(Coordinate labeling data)
::::
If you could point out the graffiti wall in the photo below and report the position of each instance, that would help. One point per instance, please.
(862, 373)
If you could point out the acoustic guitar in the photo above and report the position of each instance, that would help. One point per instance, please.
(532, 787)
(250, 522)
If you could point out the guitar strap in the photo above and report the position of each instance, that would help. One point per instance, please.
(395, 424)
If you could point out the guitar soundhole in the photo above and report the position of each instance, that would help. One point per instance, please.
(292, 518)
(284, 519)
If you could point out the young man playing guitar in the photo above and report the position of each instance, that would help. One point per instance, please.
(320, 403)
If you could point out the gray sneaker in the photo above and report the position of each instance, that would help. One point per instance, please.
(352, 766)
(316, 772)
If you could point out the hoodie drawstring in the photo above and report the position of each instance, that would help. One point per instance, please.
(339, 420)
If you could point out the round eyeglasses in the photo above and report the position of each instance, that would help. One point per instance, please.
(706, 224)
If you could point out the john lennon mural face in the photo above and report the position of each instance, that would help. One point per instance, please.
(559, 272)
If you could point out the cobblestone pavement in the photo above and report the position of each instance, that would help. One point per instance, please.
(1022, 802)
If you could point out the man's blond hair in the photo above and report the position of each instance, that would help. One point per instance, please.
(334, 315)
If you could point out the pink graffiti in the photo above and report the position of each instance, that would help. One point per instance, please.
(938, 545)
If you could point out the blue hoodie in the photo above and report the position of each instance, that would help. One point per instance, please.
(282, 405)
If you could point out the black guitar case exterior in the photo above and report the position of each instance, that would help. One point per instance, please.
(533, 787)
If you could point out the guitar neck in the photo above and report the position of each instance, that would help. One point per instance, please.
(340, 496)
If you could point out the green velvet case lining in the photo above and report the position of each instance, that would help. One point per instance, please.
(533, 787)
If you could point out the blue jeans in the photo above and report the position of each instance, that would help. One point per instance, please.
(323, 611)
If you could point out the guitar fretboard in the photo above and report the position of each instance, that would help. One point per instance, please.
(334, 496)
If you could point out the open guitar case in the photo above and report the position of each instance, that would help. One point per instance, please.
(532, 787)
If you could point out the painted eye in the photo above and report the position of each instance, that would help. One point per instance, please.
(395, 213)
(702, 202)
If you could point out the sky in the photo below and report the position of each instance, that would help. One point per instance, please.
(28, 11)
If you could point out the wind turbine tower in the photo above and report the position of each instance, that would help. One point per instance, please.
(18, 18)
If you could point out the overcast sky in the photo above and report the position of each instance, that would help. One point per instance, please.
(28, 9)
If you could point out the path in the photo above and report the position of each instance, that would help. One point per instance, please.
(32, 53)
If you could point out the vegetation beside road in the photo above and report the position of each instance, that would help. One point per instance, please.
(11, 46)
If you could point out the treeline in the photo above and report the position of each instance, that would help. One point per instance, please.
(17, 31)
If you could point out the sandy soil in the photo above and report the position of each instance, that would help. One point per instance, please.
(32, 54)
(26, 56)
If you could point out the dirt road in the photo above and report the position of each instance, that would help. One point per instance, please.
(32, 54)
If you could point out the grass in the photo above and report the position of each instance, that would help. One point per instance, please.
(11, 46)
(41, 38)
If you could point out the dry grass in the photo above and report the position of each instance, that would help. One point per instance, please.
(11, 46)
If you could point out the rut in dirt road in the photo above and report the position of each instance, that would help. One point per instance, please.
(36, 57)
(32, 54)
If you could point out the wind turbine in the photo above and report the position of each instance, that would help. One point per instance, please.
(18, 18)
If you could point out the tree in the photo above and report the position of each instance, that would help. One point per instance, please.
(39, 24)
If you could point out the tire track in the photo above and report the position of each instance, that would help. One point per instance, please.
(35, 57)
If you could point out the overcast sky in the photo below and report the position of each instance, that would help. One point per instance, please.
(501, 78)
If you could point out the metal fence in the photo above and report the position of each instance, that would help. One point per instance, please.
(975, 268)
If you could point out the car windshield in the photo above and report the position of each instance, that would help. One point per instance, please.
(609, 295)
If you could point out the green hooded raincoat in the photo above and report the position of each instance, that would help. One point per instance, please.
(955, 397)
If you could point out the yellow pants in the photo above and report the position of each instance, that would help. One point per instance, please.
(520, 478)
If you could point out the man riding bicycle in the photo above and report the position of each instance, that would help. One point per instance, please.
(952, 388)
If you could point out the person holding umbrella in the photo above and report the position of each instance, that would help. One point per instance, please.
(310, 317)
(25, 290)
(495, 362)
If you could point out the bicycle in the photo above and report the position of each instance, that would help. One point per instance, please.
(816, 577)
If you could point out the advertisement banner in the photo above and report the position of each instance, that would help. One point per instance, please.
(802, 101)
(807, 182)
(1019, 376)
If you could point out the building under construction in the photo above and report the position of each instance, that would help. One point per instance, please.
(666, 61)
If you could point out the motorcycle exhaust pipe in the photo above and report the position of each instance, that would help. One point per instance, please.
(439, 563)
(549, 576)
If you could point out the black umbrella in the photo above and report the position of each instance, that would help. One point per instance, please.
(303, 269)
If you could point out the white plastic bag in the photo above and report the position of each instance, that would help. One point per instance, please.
::::
▶ **WHAT IS NEEDED**
Please copy all the records above, substituting "give the coordinates" for every occurrence of "report the position" and leaving everything else unchanged.

▶ **OUTPUT**
If you could point out the graffiti wall in the photo below and give the coordinates of each instance, that would help. One point per instance, please.
(862, 373)
If you could point out the acoustic guitar in the photo above and give the coordinates of each instance, that would help. One point per instance, please.
(532, 787)
(250, 522)
If you could point out the guitar strap in the photo above and give the coordinates of each instance, that would help. One point per instance, please.
(395, 424)
If you could point out the guitar soundhole in the photo above and give the coordinates of each instance, that would help. One point per instance, please.
(292, 518)
(284, 519)
If you could point out the young man playing guitar in the photo above and give the coordinates of each instance, that would help. One point per instance, please.
(320, 403)
If you could point out the gray sneaker in the photo above and give the coordinates of each instance, that would help. One point per instance, please.
(352, 766)
(316, 772)
If you could point out the hoodie drawstring in the photo above and give the coordinates of each instance, that would help. One point per instance, please.
(339, 420)
If you could point out the round eyeglasses in the photo above and give the coordinates of each instance, that would help. One point per instance, please.
(706, 224)
If you could point out the john lennon mural face in the photo above and give the coordinates of each instance, that would help. One point per instance, please.
(559, 272)
If you could point out the cobblestone pavement in the photo above and give the coordinates of each instance, that would help. One point per instance, please.
(1022, 802)
If you could point out the man's blond hair in the photo above and give the coordinates of each instance, that would help. One point per instance, please.
(334, 315)
If you could point out the pink graffiti in the photo above and give the coordinates of each instance, that would help. One point per instance, please.
(938, 545)
If you could point out the blue hoodie in the photo above and give the coordinates of each instance, that would help. One point per instance, please.
(282, 405)
If you could point out the black guitar case exterior in the photo above and give the coordinates of each instance, that would help. One point per instance, please.
(533, 787)
If you could point out the guitar neck in the photo above and give the coordinates of each instance, that would help. One point per instance, please.
(340, 496)
If you could point out the green velvet case lining in the photo above and give the coordinates of each instance, that would help. One point per instance, please.
(533, 787)
If you could point out the blue jeans in the photo above and give the coordinates of each instance, that would help. One point per instance, please.
(323, 611)
If you could point out the guitar fretboard in the photo above and give the coordinates of each instance, that would help. One point per instance, please.
(334, 496)
If you could point out the open guitar case in the photo above and give the coordinates of each instance, that would help. One point per instance, please.
(532, 787)
If you could point out the painted eye in the photo above and give the coordinates of each instance, that would help. One point per instance, please.
(395, 213)
(702, 202)
If you could point out the sky in the photo below and give the coordinates of each instance, that would help. One point per instance, please.
(28, 11)
If you could point out the wind turbine tower in the photo above and give the coordinates of each instance, that would help. One point per instance, please.
(18, 18)
If you could point out the overcast sky in the photo above and give the coordinates of each instance, that would help. One point per instance, please.
(28, 9)
If you could point out the path in the photo above and give the coordinates of each instance, that would help. One point per instance, please.
(32, 53)
If you could point out the vegetation beside road in the photo above and give the coordinates of each instance, that would help. One point per instance, please.
(11, 46)
If you could point out the treeline in the photo above and give the coordinates of each instance, that would help. One point per instance, please.
(17, 31)
If you could point out the sandy soil in the photo above and give the coordinates of each instance, that would help. One point per instance, please.
(32, 54)
(26, 56)
If you could point out the dirt road in the photo above and give the coordinates of each instance, that would help. One point per instance, please.
(32, 54)
If you could point out the grass in the photo above and give the coordinates of each instance, that would help. One point per instance, please.
(11, 46)
(41, 38)
If you could point out the dry grass in the photo above and give the coordinates of each instance, that would help. One point per instance, please.
(11, 46)
If you could point out the rut in dirt road in the photo above and give the coordinates of each instance, that would help. One point per instance, please.
(36, 57)
(32, 54)
If you could point out the wind turbine in the photo above and give the coordinates of each instance, that would help. One point per instance, please.
(18, 18)
If you could point out the tree in the photo above and give the coordinates of each instance, that would help. One point per instance, please.
(39, 24)
If you could point out the tire track in the photo above and give the coordinates of each instance, that would help. One point per instance, please.
(35, 57)
If you could point out the overcast sky in the photo below and give the coordinates of each instance, that would help. One point per instance, please.
(501, 78)
If you could point out the metal fence in the photo above and give the coordinates of each instance, that would help. One point per instance, please.
(975, 268)
If you could point out the car windshield in the photo above and give the coordinates of each instance, that would help. One point per instance, please.
(609, 295)
If you could point out the green hooded raincoat in the photo above and give the coordinates of each instance, that would help. One point per instance, please.
(955, 397)
If you could point out the yellow pants in the photo above and give the coordinates of each instance, that would help. One point per instance, please.
(520, 478)
If you could point out the man riding bicycle in the photo above and give the coordinates of each instance, that would help. One point per instance, please.
(952, 388)
If you could point out the person holding umbrella in the photo above and give the coordinates of each instance, that would help. One point per instance, please.
(310, 317)
(25, 290)
(495, 362)
If you could point out the bicycle in the photo above and give the coordinates of each instance, that would help. One point per instance, please.
(816, 577)
If you could point out the advertisement banner in the photo above and give the coordinates of each instance, that would help. One point per instance, please.
(802, 101)
(807, 182)
(1019, 376)
If you could point out the building under construction in the photo above and give the coordinates of each instance, that would help. One point per instance, please.
(666, 61)
If you could point out the motorcycle exhaust pipe in the photo above and give the coordinates of each instance, that would help. One point per instance, please.
(439, 563)
(549, 576)
If you could point out the black umbrella in the photo above and give the coordinates of each instance, that would help. One point per instance, please.
(303, 269)
If you could point out the white plastic bag in the photo above and give the coordinates of each instance, that would help. One point per instance, please.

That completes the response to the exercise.